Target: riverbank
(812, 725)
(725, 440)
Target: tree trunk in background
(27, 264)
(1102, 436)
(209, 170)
☆ ☆ ☆ ☆ ☆ ☆ ☆
Task objective →
Reproduce all of the material above line for line, with no changes.

Exercise answer →
Target: riverbank
(812, 725)
(725, 440)
Target: tree trunk in background
(27, 264)
(1102, 436)
(209, 170)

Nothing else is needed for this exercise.